**EXERCISE INSTRUCTIONS:** Please copy word for word the lines starting with the one that contains "point_to(query) reports, for" and continuing through the one that contains "Query: fingers".

**TASK MATERIAL:**
** BEGIN **

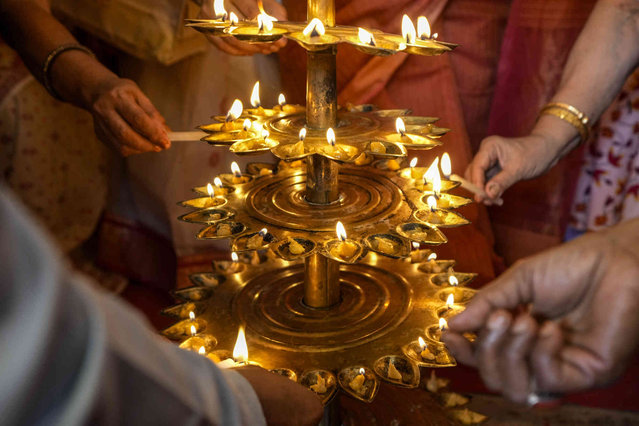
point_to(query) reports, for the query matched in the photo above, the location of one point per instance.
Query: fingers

** END **
** BEGIN **

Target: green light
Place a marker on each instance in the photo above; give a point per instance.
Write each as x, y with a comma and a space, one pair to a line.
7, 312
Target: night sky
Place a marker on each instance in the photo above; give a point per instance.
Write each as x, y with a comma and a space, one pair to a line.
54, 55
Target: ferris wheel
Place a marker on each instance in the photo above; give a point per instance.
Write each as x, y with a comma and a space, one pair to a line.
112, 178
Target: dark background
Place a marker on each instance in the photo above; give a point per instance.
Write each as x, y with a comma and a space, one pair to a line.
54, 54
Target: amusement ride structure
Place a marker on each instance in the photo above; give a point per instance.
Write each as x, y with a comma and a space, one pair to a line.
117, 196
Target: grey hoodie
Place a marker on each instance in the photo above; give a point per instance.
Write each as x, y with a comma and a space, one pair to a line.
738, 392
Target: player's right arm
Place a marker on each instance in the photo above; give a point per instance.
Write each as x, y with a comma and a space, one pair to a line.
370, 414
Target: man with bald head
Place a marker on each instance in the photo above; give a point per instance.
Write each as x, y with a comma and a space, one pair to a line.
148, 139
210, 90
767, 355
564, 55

** END **

**ANSWER IN FULL:**
point_to(query) reports, for the query matched in the photo above, the location of one point per instance.
Query: fingers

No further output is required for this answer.